(Texto apresentado)
Orlando Brito: a despedida do maior e do mais querido
Ele fotografou nossas desgraças e alegrias - era reconhecido por isso. Nunca se contaminou, com a soberba ou a amargura
Orlando Brito, deixa eu te contar, todos os órgãos de imprensa disseram que você foi o primeiro brasileiro a vencer o prêmio mais importante do mundo no fotojornalismo e que ganhou tanto Prêmio Abril que se tornou hors concours, mas queria dizer que a Gabriela Biló pegou um avião, em São Paulo, chegou na última hora, e emocionou a todos com palavras sobre como era trabalhar ao seu lado no dia a dia.
Sabe o que ela tinha no ombro? Uma máquina fotográfica.
Sua jovem amiga, que fez a imagem do Alvorada nos seus óculos, pediu para você uma coisa: “vai fotografando o céu que quando eu chegar você me ensina”.

(Objetivo do exercício)
Liste todos os nomes próprios do texto sobre Orlando Brito na ordem em que aparecem, sem repetir nenhum. A listagem a seguir não tem relação com o texto sobre Orlando Brito.

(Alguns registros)
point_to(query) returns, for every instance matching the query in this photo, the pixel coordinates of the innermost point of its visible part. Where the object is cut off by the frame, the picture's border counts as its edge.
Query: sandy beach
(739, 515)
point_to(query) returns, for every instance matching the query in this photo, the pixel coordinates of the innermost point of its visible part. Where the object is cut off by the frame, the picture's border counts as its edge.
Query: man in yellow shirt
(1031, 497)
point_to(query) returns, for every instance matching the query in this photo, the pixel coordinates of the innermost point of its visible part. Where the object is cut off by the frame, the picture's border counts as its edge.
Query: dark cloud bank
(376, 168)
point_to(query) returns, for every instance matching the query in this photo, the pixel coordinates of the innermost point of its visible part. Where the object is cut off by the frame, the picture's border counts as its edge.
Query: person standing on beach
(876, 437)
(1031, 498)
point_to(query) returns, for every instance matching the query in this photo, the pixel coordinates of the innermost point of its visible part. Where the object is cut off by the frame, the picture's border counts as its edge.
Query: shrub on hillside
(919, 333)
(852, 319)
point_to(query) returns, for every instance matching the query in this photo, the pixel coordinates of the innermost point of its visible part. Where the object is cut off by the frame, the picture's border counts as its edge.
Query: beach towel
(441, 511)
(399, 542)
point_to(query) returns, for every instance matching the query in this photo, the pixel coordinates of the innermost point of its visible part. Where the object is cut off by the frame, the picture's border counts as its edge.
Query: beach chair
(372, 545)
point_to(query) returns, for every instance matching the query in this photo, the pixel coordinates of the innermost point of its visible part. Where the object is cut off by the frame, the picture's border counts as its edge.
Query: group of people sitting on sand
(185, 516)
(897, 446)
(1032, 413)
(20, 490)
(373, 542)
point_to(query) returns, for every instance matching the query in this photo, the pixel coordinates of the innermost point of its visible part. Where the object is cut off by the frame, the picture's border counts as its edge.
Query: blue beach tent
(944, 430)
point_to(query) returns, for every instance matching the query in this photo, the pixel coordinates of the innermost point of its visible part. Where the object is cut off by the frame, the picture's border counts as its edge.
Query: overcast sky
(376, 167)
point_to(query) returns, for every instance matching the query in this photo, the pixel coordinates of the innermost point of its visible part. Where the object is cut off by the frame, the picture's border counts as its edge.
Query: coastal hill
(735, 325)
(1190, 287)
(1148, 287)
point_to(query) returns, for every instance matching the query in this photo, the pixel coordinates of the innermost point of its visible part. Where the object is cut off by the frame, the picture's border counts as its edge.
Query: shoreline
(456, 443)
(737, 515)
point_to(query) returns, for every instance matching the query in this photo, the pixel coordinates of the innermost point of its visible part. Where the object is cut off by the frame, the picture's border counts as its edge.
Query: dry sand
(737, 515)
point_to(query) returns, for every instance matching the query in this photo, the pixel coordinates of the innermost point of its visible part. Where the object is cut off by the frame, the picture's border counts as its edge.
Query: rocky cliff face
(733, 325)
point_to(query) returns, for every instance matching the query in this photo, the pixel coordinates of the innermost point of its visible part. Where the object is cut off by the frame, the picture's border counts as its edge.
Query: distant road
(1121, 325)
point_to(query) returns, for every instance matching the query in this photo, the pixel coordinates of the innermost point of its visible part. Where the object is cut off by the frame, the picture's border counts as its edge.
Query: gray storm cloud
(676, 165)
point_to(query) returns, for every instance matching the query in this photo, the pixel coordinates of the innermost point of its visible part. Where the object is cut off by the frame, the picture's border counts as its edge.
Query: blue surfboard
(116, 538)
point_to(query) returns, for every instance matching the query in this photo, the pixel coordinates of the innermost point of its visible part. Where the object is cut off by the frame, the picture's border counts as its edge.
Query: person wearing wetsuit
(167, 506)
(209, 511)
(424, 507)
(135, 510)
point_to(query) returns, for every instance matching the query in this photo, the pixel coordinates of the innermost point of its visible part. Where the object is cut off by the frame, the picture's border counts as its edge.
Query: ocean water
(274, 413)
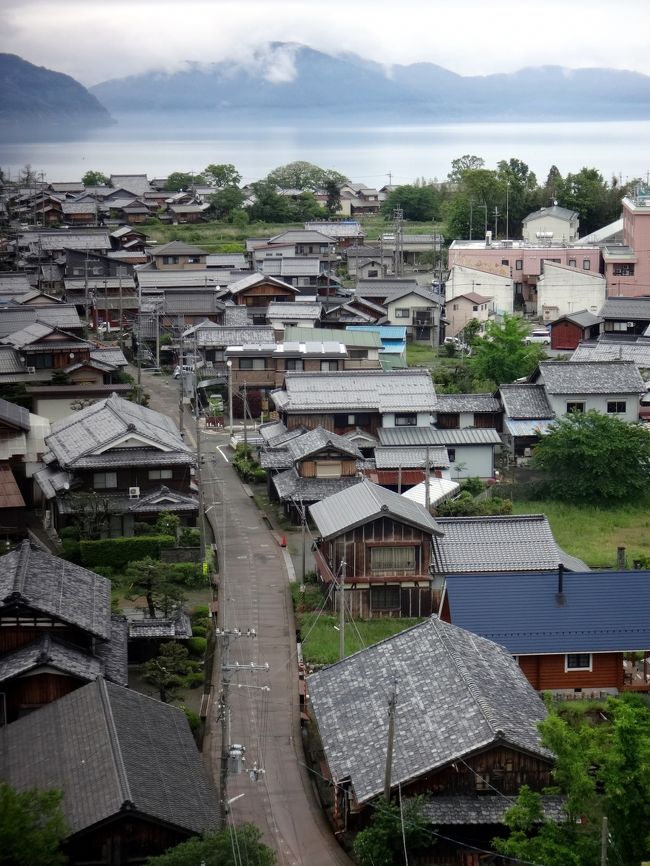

(Resposta ao problema)
Orlando Brito, Prêmio Abril, Gabriela Biló, São Paulo, Alvorada